EXERCISE DIRECTIONS
Reproduce the stretch of lines below, from the line containing "the front bumper" through the line containing "(1243, 605)", character for character.

MATERIALS PROVIDED
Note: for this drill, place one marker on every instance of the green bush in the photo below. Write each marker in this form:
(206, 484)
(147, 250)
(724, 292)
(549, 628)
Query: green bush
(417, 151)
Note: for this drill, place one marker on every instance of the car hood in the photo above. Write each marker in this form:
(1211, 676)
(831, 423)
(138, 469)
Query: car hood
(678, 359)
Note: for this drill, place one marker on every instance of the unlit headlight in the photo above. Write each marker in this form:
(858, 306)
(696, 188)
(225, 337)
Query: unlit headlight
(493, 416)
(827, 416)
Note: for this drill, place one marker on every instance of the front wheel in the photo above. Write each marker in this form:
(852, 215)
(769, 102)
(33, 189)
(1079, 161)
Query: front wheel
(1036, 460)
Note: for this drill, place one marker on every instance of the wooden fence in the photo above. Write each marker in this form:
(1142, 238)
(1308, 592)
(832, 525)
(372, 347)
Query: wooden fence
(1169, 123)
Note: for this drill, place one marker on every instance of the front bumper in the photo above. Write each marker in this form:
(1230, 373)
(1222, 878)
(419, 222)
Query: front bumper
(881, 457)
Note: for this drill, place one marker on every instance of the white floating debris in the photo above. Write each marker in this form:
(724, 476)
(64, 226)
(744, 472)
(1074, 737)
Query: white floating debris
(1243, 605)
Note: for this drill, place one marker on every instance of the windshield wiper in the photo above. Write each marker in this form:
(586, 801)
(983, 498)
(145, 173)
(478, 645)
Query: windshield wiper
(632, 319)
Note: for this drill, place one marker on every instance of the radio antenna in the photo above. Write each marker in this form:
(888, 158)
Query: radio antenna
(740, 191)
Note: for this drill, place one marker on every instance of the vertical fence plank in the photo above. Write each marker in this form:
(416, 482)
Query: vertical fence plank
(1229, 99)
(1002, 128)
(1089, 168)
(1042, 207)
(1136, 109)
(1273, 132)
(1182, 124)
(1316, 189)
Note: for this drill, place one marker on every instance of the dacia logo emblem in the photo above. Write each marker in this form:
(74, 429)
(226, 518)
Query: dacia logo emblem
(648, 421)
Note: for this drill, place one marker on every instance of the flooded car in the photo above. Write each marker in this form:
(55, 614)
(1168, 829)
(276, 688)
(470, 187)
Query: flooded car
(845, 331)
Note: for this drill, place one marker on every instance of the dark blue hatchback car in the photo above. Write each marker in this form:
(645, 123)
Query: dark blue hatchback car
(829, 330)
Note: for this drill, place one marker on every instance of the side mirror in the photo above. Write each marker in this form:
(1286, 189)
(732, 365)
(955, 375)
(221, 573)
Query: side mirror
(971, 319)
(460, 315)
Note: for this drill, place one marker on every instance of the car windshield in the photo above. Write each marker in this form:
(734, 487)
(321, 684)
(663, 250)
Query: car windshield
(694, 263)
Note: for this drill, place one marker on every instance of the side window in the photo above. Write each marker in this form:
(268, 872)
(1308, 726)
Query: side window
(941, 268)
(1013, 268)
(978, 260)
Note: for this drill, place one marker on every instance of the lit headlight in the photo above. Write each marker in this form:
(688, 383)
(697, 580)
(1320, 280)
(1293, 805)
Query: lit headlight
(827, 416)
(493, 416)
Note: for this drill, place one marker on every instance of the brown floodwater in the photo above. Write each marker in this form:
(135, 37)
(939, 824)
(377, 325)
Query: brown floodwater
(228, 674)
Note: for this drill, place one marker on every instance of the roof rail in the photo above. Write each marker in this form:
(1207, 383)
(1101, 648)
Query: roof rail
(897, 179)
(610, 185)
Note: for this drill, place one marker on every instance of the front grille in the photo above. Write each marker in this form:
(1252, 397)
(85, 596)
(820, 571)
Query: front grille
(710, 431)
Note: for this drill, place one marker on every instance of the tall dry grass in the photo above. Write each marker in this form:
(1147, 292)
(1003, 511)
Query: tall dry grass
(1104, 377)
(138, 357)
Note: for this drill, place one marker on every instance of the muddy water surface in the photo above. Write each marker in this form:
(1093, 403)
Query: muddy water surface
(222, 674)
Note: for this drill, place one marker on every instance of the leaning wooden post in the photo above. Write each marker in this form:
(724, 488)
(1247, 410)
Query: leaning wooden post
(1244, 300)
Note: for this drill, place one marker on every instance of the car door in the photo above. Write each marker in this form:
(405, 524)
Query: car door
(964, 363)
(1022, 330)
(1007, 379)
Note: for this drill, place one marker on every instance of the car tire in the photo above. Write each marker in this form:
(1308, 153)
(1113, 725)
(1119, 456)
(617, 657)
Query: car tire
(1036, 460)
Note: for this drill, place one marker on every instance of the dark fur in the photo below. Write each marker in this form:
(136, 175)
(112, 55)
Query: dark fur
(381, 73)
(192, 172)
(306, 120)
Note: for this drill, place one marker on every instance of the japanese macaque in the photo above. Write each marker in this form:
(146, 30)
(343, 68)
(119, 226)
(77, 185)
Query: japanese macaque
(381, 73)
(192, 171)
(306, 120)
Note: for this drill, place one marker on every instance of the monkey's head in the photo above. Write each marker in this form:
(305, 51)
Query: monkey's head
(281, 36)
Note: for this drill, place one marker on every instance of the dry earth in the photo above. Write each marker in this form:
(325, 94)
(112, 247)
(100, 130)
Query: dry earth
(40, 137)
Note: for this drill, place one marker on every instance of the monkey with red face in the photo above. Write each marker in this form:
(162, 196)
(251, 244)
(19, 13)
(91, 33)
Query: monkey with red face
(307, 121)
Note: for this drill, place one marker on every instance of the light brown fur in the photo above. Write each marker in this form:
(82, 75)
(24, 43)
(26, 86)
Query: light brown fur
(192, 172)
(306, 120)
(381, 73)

REPLY TO THE EXERCISE
Note: for this drill, place one marker on every instance of the front bumper in the photo above. Write each marker in this form:
(1230, 373)
(1222, 878)
(419, 222)
Query: front bumper
(881, 457)
Note: for this drill, place one marker on every instance of the white floating debris in the photo above. Write each marker in this form:
(724, 476)
(64, 226)
(744, 472)
(1074, 737)
Query: white floating debris
(1243, 605)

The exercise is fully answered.